## [Task objective]
Reproduce every line in the records below without alteration, from the line containing "In this exercise you will find the tall" down to the line containing "[1108, 762]", with both of those lines included.

## [Provided information]
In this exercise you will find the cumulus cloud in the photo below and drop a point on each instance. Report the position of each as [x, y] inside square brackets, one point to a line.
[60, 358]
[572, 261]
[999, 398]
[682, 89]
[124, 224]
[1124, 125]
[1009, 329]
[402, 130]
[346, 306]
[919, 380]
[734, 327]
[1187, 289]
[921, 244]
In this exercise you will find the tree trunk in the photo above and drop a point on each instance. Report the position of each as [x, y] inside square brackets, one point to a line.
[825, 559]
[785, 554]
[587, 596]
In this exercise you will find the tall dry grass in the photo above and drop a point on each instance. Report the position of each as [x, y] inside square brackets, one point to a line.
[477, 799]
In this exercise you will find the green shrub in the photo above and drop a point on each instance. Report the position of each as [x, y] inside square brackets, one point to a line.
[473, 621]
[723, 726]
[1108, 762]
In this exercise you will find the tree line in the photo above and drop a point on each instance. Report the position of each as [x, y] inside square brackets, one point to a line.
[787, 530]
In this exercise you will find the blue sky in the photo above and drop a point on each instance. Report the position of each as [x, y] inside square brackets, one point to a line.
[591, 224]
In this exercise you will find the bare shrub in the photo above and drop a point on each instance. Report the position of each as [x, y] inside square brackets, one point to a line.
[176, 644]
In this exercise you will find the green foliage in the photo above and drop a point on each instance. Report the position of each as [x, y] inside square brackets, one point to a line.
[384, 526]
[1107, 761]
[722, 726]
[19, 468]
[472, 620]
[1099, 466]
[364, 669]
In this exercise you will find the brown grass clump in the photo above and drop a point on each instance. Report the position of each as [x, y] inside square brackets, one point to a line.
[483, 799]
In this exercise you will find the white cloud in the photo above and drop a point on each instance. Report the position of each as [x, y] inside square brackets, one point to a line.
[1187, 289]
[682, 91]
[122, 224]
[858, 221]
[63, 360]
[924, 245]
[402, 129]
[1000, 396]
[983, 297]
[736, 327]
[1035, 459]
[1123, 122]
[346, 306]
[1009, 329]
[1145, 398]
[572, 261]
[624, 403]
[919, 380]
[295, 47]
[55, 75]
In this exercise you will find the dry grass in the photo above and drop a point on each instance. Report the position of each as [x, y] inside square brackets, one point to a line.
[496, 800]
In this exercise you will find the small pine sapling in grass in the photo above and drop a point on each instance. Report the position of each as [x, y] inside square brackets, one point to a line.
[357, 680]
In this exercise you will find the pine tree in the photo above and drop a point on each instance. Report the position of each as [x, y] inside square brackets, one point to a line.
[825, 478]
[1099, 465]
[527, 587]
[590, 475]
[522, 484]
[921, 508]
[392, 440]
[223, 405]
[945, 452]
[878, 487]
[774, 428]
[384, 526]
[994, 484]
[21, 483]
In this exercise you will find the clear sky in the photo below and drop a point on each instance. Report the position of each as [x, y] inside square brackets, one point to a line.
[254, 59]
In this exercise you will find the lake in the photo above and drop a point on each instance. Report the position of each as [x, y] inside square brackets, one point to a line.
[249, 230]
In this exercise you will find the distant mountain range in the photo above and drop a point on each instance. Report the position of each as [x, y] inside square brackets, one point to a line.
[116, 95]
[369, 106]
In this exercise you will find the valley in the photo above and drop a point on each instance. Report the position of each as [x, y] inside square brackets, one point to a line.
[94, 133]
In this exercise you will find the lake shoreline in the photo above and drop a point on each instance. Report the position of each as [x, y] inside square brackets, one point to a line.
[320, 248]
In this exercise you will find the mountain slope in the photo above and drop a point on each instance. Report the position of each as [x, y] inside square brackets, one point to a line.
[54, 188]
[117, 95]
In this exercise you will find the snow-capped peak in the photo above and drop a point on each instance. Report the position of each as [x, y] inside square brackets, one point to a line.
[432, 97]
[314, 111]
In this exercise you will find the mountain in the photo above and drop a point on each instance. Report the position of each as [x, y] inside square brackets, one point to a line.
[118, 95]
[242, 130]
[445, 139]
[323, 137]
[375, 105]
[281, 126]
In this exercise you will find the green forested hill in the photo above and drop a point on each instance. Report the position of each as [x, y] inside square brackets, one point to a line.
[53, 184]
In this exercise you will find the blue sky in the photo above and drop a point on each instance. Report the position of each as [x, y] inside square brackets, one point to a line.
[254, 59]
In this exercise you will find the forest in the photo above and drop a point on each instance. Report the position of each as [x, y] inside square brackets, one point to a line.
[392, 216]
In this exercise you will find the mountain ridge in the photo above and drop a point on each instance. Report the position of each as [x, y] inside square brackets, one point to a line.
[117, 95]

## [Written solution]
In this exercise you will find the tall dry grass in the photo above and drop a point on each instance. Report the position of each as [x, y] inside square brackets, one point to a line.
[477, 799]
In this exercise you will find the green shrub in the photo above and drop a point on each instance. Report the position of each as [x, y] inside square brackets, one point to a line.
[473, 621]
[723, 726]
[1108, 762]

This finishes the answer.